[Point annotation data]
--

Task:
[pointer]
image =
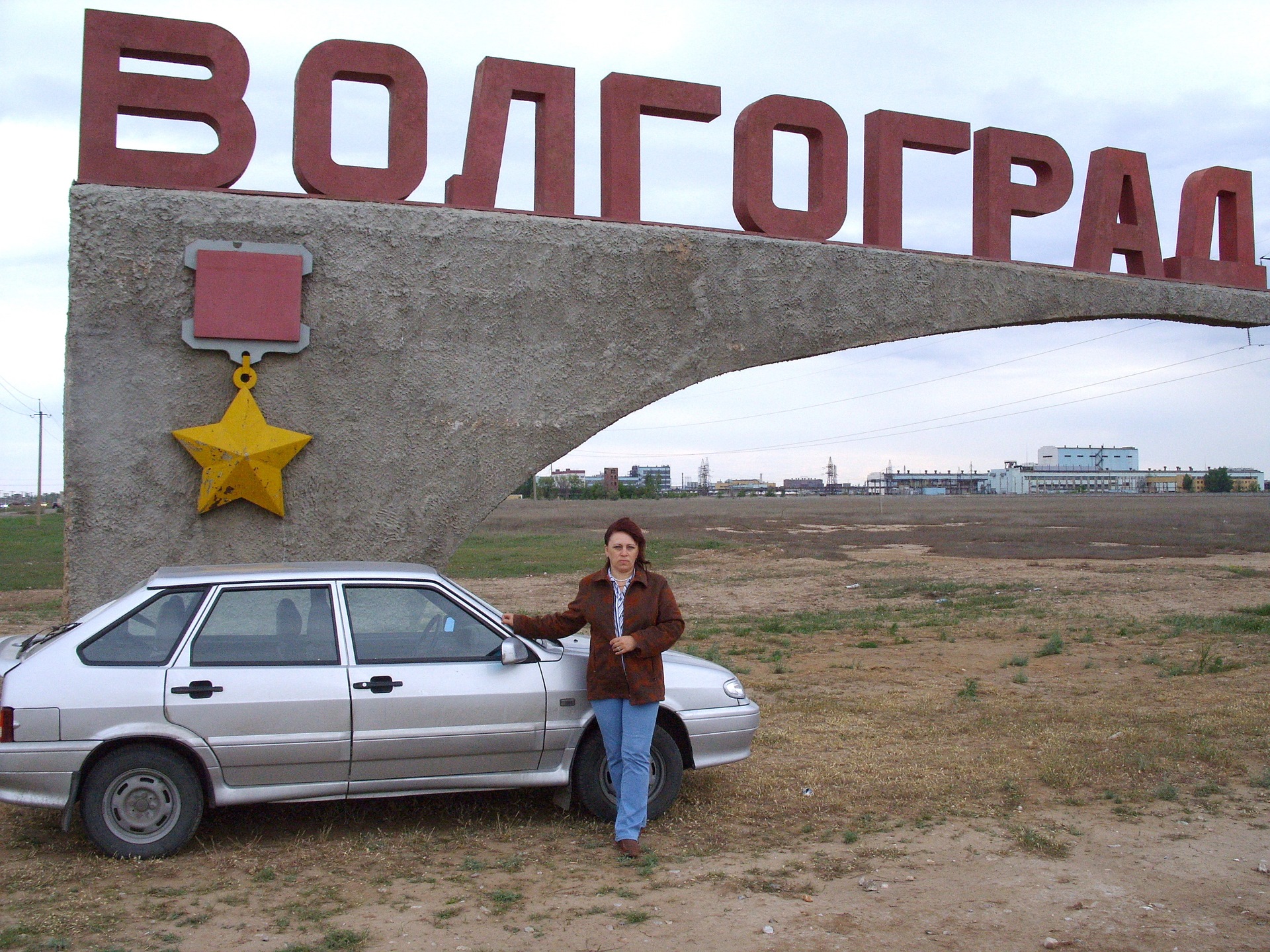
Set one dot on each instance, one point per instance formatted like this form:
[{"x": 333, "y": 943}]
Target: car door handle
[
  {"x": 379, "y": 684},
  {"x": 198, "y": 690}
]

--

To be done
Rename every "instance" in the data above to "occurrence" and keep all other text the same. Omit the pictures from your answer.

Solution to this task
Task:
[pointer]
image =
Set one dot on each occurrence, one point per occurrence formatted like this form:
[{"x": 333, "y": 943}]
Target: car door handle
[
  {"x": 379, "y": 684},
  {"x": 198, "y": 690}
]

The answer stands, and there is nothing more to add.